Your task: The answer should be an exact repeat of the stretch of material below from the line containing "Mark every instance of the lime slice" through the line containing "Mark every instance of the food".

--

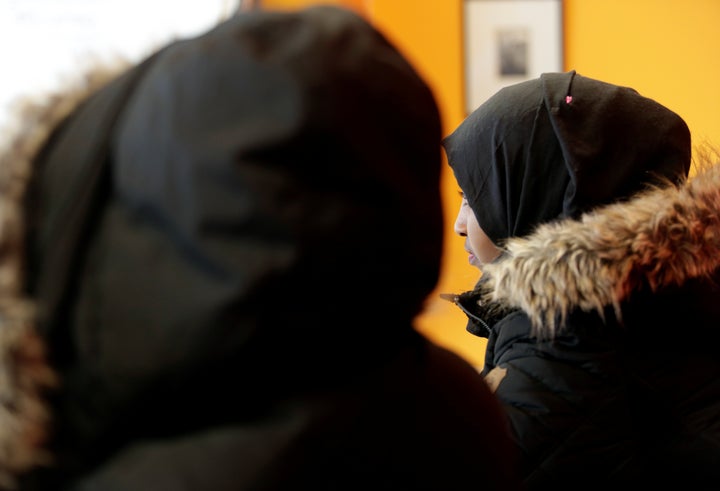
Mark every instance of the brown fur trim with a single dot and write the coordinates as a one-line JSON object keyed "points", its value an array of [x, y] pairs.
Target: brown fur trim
{"points": [[24, 371], [661, 237]]}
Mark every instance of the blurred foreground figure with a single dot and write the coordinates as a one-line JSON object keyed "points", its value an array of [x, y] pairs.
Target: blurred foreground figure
{"points": [[222, 251]]}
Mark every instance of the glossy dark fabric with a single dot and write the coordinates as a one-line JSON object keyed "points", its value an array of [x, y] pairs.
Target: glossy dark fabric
{"points": [[240, 313]]}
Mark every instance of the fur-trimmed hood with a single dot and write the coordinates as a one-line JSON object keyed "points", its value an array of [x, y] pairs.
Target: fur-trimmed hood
{"points": [[241, 199], [662, 237], [25, 374]]}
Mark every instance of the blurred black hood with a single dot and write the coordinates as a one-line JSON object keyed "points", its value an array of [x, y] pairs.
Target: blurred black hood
{"points": [[265, 181]]}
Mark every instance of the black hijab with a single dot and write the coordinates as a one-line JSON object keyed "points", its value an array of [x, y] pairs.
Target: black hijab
{"points": [[559, 145]]}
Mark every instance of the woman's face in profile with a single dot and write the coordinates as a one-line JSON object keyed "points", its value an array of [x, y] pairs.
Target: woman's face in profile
{"points": [[481, 249]]}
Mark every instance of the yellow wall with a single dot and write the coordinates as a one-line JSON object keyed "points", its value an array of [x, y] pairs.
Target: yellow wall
{"points": [[666, 49]]}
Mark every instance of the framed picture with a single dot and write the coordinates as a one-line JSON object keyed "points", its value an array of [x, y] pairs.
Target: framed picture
{"points": [[509, 41]]}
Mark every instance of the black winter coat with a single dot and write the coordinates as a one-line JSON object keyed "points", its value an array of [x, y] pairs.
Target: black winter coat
{"points": [[226, 247], [606, 362]]}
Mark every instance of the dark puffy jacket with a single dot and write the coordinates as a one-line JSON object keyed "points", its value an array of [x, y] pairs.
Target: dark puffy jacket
{"points": [[602, 313], [225, 247]]}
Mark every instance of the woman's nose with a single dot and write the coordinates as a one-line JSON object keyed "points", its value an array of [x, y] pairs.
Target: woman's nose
{"points": [[460, 226]]}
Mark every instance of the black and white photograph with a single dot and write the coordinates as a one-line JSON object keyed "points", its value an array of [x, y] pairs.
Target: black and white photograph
{"points": [[508, 41]]}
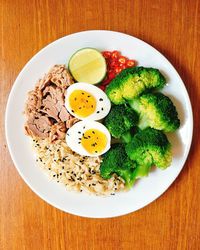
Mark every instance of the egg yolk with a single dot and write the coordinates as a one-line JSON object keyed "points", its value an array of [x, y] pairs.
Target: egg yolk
{"points": [[82, 103], [94, 141]]}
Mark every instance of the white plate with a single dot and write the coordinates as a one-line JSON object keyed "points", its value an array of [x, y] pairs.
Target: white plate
{"points": [[147, 189]]}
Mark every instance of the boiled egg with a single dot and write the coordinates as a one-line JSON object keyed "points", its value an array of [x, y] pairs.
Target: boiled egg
{"points": [[86, 101], [88, 138]]}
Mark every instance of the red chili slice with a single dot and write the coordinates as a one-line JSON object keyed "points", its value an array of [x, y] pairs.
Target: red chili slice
{"points": [[106, 54], [130, 63], [118, 70], [115, 54], [122, 59]]}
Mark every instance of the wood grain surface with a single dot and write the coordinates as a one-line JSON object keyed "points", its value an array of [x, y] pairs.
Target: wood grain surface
{"points": [[173, 220]]}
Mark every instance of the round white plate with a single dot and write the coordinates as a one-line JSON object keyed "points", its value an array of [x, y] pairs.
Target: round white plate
{"points": [[145, 190]]}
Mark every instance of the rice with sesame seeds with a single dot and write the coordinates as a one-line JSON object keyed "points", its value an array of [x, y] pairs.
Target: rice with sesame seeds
{"points": [[76, 172]]}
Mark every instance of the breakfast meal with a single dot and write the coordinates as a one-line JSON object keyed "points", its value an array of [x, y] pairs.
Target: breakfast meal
{"points": [[99, 123]]}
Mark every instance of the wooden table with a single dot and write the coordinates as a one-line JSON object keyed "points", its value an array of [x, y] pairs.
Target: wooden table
{"points": [[172, 221]]}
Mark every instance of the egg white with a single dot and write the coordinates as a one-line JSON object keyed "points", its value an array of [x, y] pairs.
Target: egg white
{"points": [[76, 132], [103, 103]]}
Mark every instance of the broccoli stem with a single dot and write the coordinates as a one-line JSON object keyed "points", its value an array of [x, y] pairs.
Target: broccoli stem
{"points": [[129, 177], [126, 137]]}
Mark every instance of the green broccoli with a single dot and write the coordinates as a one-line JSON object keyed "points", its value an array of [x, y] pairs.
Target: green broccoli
{"points": [[156, 111], [116, 161], [131, 82], [120, 120], [150, 147]]}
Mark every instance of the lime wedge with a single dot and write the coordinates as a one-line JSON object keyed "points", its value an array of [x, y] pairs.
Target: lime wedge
{"points": [[87, 65]]}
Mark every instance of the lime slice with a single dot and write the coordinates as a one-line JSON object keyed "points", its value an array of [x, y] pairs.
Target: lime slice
{"points": [[87, 65]]}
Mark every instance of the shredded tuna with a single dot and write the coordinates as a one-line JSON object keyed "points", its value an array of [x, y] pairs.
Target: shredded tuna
{"points": [[58, 131], [38, 126], [71, 121], [45, 110]]}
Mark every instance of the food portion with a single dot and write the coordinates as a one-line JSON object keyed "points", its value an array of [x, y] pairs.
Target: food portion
{"points": [[115, 62], [156, 111], [88, 138], [87, 65], [76, 172], [95, 141], [120, 121], [132, 82], [85, 101], [46, 115], [117, 161], [150, 147]]}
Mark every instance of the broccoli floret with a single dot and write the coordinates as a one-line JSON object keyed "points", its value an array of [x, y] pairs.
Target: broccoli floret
{"points": [[150, 147], [116, 161], [120, 120], [156, 111], [131, 82]]}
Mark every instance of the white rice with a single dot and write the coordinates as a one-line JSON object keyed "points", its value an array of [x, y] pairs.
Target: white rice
{"points": [[76, 172]]}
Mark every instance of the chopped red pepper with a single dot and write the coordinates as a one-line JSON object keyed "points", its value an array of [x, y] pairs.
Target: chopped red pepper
{"points": [[115, 64]]}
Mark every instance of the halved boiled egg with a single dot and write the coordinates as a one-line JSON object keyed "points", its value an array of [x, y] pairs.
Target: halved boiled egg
{"points": [[86, 101], [88, 138]]}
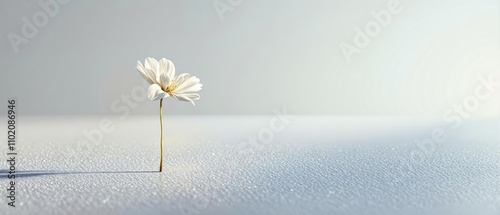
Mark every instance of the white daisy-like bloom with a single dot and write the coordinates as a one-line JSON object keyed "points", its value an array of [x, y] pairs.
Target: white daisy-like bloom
{"points": [[164, 82]]}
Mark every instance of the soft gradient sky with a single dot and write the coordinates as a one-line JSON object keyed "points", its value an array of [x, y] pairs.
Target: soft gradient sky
{"points": [[262, 55]]}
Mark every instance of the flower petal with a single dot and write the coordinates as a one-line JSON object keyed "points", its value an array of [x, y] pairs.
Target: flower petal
{"points": [[166, 66], [155, 92], [190, 84], [187, 97], [153, 65], [147, 74]]}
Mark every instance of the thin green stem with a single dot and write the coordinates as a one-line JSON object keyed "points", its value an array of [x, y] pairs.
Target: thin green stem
{"points": [[161, 135]]}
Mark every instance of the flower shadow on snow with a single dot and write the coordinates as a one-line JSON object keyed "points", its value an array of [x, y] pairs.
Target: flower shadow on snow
{"points": [[32, 173]]}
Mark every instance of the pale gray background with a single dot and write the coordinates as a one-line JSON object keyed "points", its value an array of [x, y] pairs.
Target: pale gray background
{"points": [[262, 55]]}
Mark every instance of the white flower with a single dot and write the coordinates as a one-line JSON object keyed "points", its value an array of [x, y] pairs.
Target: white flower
{"points": [[164, 83]]}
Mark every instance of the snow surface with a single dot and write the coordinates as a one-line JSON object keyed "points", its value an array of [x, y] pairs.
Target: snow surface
{"points": [[313, 165]]}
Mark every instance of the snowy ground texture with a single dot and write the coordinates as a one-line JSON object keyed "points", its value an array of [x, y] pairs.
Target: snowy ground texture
{"points": [[220, 165]]}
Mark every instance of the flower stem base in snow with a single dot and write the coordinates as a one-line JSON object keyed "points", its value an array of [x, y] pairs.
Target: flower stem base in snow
{"points": [[161, 135]]}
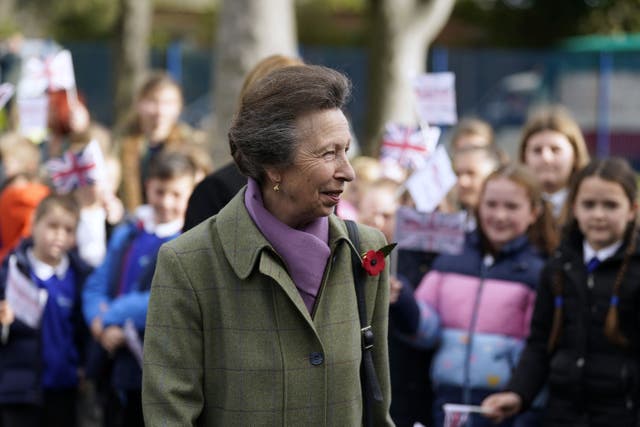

--

Completed task:
Mark every instance of the lime slice with a single dot and write the coordinates as a one-line JSON object keyed "points", its value an array of [x, y] pairs.
Target: lime slice
{"points": [[87, 65]]}
Mark every instance of the shredded tuna with a single dot and write the coordinates as a one-line JSON object keyed "points", its value an array of [x, y] pairs.
Target: shredded tuna
{"points": [[58, 131], [38, 126], [71, 121], [45, 110]]}
Mark every instance of the food portion with a single dot and write the coordinates as a one-line JSON object keyed "points", its value an array of [x, y] pairs.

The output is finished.